▶ [WHAT TO DO]
Your answer must consist solely of the line containing "Pin the red jersey" and each line after it through the end of the data, copied exactly.

▶ [INPUT MATERIAL]
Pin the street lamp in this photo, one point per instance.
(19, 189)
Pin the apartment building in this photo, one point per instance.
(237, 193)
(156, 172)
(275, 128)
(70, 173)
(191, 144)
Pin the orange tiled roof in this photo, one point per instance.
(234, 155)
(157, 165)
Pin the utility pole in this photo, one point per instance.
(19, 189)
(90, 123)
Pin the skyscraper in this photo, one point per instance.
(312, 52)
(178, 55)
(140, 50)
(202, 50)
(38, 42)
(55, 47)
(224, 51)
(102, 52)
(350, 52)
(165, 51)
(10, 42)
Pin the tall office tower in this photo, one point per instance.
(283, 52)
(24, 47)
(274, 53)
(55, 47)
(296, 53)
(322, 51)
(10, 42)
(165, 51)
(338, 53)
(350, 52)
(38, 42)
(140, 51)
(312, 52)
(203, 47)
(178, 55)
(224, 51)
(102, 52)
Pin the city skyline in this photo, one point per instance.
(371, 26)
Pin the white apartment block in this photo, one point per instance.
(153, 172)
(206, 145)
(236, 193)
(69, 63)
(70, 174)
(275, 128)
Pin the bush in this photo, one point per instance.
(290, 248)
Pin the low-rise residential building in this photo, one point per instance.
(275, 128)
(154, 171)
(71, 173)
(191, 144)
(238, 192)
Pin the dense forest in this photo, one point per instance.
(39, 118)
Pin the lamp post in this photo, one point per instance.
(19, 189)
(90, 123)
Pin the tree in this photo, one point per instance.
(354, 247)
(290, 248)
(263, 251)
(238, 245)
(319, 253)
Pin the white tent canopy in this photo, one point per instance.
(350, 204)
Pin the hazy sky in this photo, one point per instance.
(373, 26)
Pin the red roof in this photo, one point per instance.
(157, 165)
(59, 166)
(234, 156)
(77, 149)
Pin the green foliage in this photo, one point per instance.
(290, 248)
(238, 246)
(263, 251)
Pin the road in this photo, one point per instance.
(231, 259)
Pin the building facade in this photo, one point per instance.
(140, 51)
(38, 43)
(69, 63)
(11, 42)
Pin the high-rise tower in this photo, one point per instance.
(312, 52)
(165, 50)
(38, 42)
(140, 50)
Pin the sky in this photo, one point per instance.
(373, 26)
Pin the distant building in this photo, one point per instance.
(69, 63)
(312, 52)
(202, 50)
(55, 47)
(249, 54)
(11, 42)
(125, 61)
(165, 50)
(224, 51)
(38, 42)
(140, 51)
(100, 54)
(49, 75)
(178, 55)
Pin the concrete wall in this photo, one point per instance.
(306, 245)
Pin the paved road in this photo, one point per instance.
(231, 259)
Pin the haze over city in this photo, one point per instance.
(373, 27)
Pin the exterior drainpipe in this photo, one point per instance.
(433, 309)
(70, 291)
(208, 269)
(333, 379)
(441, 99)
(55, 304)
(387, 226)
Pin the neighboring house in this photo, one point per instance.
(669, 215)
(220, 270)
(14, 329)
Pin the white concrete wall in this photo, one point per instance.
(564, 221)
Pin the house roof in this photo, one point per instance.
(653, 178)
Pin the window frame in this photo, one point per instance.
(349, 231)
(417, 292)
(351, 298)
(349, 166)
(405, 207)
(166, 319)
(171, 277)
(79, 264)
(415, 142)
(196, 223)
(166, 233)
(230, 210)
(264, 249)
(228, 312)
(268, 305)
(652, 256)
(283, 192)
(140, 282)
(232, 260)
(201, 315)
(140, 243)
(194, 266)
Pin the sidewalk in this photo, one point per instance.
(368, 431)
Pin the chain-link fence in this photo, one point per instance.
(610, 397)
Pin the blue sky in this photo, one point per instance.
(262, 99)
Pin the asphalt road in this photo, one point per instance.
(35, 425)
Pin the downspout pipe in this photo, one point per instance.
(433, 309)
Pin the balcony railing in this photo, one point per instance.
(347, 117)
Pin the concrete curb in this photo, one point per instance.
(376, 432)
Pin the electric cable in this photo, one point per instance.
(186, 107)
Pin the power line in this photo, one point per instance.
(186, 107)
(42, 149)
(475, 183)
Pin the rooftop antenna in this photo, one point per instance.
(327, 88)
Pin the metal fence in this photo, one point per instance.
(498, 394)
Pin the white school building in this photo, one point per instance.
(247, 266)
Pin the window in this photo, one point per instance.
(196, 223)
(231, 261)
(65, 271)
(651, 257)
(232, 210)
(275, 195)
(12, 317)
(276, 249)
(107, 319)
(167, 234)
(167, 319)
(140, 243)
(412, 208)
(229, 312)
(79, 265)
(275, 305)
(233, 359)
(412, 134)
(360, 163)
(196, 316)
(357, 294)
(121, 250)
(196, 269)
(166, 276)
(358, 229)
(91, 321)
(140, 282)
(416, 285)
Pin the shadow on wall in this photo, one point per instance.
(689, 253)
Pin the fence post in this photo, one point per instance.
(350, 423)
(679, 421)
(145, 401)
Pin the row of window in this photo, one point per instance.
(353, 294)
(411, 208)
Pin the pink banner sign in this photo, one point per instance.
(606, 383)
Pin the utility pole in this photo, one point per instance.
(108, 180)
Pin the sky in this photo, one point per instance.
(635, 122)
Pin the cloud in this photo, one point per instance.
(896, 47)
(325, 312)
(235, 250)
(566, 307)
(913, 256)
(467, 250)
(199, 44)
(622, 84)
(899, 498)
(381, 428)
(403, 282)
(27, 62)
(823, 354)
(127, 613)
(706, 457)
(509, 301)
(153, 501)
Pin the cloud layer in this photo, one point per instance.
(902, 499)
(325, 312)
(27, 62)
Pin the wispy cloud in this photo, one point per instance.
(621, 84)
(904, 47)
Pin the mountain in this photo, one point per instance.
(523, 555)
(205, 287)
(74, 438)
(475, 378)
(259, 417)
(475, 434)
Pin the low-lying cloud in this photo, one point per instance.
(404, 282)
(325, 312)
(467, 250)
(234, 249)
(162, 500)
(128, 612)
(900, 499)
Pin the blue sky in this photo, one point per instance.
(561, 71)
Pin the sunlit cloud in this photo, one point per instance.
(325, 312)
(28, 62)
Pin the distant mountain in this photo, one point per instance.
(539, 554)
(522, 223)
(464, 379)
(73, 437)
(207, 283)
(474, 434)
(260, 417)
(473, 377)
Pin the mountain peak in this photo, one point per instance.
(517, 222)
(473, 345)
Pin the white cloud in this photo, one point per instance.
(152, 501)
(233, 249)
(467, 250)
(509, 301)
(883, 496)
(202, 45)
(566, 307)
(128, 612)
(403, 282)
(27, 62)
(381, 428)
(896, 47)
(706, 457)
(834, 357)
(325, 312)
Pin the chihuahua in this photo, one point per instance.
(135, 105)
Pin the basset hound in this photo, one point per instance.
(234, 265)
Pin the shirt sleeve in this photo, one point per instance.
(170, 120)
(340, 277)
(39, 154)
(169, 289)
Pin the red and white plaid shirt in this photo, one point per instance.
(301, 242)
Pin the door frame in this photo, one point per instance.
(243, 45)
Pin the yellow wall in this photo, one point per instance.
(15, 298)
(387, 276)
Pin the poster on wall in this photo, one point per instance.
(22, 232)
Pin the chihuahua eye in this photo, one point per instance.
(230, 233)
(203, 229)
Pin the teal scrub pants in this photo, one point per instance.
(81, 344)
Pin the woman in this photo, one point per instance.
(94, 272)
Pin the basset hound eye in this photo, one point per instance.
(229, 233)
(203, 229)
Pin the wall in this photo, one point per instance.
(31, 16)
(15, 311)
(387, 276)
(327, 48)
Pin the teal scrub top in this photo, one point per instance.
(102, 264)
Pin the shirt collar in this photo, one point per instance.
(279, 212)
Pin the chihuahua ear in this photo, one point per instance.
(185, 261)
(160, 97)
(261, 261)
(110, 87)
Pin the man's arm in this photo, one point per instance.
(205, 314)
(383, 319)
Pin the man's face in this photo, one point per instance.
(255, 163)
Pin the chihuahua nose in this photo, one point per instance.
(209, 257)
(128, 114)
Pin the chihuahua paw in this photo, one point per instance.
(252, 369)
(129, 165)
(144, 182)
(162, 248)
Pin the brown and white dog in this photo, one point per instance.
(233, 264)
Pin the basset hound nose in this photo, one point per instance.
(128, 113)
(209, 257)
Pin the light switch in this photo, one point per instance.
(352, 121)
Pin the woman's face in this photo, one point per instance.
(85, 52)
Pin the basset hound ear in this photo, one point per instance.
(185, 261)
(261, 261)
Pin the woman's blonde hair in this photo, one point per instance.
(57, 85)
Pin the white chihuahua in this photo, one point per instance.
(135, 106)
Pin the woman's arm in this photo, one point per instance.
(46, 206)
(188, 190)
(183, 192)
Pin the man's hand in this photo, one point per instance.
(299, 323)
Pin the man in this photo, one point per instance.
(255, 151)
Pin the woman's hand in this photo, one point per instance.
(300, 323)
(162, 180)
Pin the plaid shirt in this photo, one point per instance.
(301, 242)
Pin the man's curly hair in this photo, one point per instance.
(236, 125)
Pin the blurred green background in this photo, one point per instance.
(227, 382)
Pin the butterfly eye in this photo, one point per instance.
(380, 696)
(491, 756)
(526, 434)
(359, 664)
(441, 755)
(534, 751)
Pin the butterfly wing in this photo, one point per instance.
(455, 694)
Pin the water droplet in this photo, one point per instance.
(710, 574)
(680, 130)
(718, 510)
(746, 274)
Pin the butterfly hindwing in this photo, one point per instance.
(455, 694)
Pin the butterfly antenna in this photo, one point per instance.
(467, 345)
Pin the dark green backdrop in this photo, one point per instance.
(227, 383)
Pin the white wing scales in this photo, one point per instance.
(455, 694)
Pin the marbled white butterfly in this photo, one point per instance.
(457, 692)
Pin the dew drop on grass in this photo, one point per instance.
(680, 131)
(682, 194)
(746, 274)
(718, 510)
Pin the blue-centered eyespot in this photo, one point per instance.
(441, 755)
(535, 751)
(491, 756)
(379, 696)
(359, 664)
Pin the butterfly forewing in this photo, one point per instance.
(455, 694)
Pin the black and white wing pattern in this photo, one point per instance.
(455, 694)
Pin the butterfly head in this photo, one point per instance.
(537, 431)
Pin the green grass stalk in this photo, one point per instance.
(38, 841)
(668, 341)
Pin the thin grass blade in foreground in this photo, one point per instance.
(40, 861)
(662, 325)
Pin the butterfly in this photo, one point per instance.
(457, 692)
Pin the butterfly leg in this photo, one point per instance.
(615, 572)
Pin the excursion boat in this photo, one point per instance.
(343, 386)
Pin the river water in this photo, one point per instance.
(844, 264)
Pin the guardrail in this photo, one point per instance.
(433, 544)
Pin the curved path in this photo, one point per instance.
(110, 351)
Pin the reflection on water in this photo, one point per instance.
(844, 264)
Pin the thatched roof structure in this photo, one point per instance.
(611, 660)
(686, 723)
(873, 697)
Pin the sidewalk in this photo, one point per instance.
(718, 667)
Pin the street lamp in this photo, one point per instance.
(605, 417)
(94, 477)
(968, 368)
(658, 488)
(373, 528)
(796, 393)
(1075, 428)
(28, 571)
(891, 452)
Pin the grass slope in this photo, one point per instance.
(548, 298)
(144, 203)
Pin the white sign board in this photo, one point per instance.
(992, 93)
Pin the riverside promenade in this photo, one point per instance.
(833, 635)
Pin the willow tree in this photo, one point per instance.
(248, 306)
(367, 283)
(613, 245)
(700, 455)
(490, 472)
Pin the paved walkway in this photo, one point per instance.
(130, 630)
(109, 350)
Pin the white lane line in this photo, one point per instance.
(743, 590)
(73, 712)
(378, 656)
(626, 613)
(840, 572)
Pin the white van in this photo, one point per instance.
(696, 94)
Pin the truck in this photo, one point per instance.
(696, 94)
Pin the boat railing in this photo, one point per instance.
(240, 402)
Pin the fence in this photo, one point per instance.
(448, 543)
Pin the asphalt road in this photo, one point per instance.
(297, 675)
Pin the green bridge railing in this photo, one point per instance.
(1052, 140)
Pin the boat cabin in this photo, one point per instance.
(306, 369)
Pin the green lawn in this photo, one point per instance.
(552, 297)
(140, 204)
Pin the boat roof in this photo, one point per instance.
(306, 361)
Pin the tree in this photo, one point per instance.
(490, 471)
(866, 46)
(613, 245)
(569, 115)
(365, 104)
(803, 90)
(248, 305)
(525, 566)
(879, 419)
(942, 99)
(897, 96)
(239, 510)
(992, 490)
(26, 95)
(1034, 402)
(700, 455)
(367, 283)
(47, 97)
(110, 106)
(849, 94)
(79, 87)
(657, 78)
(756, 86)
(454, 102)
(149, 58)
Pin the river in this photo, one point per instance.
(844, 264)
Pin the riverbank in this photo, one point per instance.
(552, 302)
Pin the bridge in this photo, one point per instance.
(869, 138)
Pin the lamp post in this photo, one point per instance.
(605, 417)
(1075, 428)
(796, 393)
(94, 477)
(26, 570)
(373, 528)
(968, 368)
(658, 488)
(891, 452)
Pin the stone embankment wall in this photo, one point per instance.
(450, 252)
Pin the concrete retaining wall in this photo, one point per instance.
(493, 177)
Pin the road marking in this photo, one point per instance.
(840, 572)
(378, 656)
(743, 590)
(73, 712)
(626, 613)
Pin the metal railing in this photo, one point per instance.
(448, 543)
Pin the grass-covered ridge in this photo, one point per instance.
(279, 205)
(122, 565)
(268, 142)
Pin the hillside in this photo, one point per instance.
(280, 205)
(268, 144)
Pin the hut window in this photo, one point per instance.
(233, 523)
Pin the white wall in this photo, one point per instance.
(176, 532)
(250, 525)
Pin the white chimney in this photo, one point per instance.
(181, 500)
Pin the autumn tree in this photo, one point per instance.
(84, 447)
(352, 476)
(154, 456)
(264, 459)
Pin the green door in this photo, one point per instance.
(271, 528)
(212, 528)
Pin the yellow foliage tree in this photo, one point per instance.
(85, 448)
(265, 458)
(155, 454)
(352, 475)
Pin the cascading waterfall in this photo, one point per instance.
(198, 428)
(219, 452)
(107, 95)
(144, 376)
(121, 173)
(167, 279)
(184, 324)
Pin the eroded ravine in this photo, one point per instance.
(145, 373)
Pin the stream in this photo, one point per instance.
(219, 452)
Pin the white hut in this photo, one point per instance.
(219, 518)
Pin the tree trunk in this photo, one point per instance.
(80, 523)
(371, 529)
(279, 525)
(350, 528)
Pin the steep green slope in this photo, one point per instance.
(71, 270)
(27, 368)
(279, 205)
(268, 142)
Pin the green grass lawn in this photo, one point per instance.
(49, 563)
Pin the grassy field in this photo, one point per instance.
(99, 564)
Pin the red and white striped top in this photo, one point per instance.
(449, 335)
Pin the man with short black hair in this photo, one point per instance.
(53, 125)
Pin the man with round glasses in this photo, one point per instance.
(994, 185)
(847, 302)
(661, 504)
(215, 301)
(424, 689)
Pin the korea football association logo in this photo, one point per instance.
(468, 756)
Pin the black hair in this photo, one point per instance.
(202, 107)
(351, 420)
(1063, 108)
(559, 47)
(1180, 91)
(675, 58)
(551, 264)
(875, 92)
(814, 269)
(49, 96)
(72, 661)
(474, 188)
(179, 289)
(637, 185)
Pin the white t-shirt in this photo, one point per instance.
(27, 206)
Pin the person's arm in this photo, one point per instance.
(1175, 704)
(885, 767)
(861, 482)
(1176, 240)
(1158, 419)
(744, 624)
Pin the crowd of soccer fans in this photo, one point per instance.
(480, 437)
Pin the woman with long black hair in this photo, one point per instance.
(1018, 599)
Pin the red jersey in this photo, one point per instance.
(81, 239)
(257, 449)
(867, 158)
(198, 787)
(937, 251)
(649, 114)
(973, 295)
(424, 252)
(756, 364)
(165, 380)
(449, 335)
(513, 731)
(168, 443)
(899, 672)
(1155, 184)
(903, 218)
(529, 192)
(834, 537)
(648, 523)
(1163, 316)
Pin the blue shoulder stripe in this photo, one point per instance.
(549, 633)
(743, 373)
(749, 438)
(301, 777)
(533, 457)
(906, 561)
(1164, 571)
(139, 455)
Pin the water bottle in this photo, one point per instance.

▶ [SOLUTION]
Pin the red jersey in this photo, one point per instance.
(81, 239)
(257, 449)
(867, 158)
(198, 787)
(937, 251)
(649, 114)
(973, 295)
(424, 252)
(756, 364)
(165, 380)
(449, 335)
(513, 731)
(168, 443)
(899, 672)
(1155, 184)
(903, 218)
(529, 192)
(834, 537)
(648, 523)
(1163, 316)
Pin the blue shoulder stripe in this photo, one point per instance.
(549, 633)
(743, 373)
(749, 438)
(301, 777)
(533, 457)
(906, 561)
(1164, 571)
(139, 455)
Pin the water bottle in this photo, one point per instance.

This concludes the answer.